Texto de leitura
Por Lívia Ferrari* –
A violência contra o clima deixa marcas trágicas no Brasil: O Nordeste seca. O Sul alaga.
Onde estão as políticas públicas?
Com essa indagação, compartilho um importante exemplo de iniciativa pública que mudou a realidade de uma região.
Em 2012, tive a oportunidade de acompanhar o lançamento do programa do governo federal para a construção de cisternas nos nove estados do semiárido nordestino, além de Minas Gerais. A iniciativa, parceria entre a Fundação Banco do Brasil (FBB), o Banco Nacional de Desenvolvimento Econômico e Social (BNDES) e a Articulação Semiárido Brasileiro (ASA) – rede formada por organizações da sociedade civil – ampliaria o acesso à água potável, para consumo humano, produção de alimentos e criação de pequenos animais.
Voltado para famílias em vulnerabilidade social e baseado em tecnologias sociais, o projeto consistia em captar e armazenar água da chuva em cisternas construídas perto da casa das famílias, permitindo que as comunidades locais tivessem água potável durante os oito meses anuais de seca. O conceito do programa era a convivência dos sertanejos com a seca. Estava prevista a implantação de 1 milhão de cisternas para o semiárido.
Fazendo parte do projeto, as próprias famílias construíam as cisternas com placas de cimento, a partir de assistência técnica e treinamentos especializados em construção e manejo.
Poucos meses depois, os resultados eram visíveis: a produção e o consumo com utilização da água das cisternas proporcionou melhorias na alimentação e na qualidade de vida. Até 2015, o semiárido nordestino tinha 500 mil cisternas instaladas, num cenário nunca antes visto pelas populações locais. ‘Minha mãe agora bebe água de beber’, testemunhava, na época, o paraibano Edivalniro dos Santos, que, muito jovem, migrou da seca nordestina para o Sudeste à procura de oportunidades de trabalho.
Apesar de exitoso – e talvez por isso –, o programa foi desidratado nos governos Temer e Bolsonaro, até atingir seu ponto mais baixo no último ano do governo passado, com apenas 6 mil unidades entregues em 2022.
Essa triste realidade, contudo, parece, agora, ter ficado para trás. O programa das cisternas promete ser retomado pelo governo federal, com investimentos anunciados de R$ 562 milhões.
Foram lançados dois editais. Um para contratação de 52 mil cisternas para consumo e produção de alimentos no semiárido, e outro para 3,7 mil sistemas individuais e comunitários de acesso à água na Amazônia, a maior parte no Pará. Os equipamentos vão auxiliar sobretudo os grupos mais isolados de comunidades ribeirinhas e de reservas extrativistas com dificuldade de obter água potável. A tecnologia para a Amazônia inclui captação de água de chuva, captação de fonte complementar (no caso, de sistemas comunitários), além de instalação sanitária domiciliar, incluindo fossa séptica, chuveiro, vaso sanitário e pia.
São tecnologias importantes e sustentáveis para a redução de doenças de veiculação hídrica na região e geração de renda para as famílias. E muito mais do que isso: o acesso à água potável é direto humano fundamental.

Linhas exibidas
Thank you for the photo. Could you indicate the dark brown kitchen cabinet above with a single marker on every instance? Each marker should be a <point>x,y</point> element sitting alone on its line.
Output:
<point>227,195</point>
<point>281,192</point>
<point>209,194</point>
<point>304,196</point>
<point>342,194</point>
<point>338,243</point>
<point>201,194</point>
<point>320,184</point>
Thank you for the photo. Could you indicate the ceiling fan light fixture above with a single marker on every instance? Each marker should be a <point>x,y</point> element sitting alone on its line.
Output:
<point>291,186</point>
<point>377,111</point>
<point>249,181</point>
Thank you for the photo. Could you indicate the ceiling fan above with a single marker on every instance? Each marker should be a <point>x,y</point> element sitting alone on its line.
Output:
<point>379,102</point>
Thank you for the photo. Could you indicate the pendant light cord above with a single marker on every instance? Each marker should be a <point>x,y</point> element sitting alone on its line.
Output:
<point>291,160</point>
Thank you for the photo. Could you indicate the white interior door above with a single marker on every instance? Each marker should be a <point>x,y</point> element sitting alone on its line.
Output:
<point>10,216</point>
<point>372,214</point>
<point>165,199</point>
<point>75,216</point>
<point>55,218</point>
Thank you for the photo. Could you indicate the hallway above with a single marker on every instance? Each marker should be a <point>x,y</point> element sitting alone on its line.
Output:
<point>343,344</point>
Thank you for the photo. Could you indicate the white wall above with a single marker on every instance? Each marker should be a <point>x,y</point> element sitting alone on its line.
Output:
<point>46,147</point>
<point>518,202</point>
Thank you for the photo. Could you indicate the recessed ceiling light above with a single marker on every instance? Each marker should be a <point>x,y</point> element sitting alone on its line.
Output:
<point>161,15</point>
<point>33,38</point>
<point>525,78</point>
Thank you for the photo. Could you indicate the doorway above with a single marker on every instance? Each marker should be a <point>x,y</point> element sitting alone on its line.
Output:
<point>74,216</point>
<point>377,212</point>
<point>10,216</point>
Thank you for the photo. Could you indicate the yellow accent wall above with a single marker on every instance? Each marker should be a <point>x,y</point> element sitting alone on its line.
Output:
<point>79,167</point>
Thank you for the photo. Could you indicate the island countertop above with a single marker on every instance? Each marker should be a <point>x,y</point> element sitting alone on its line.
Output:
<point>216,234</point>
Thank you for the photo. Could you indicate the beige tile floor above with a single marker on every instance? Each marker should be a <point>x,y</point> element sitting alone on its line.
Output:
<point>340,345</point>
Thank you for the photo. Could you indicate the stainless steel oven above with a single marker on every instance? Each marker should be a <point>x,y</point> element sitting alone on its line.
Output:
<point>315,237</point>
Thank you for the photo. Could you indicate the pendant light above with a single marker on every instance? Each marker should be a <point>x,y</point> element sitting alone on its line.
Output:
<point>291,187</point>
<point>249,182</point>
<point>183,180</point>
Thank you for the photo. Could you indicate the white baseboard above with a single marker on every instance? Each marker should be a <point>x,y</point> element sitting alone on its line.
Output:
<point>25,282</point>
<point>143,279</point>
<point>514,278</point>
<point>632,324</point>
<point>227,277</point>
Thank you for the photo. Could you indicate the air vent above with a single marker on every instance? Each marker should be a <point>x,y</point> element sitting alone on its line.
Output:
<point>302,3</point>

Detalhes do exercício
Com base no artigo sobre o programa de cisternas, responda:
(a) Quantas cisternas estavam instaladas no semiárido nordestino até 2015?
(b) Quantas unidades o programa entregou em 2022?
(c) Quantos sistemas de acesso à água prevê o edital voltado para a Amazônia?
As linhas acima não são necessárias para resolver a tarefa.

Resultado da tarefa
(a) 500 mil cisternas.
(b) Apenas 6 mil unidades.
(c) 3,7 mil sistemas individuais e comunitários.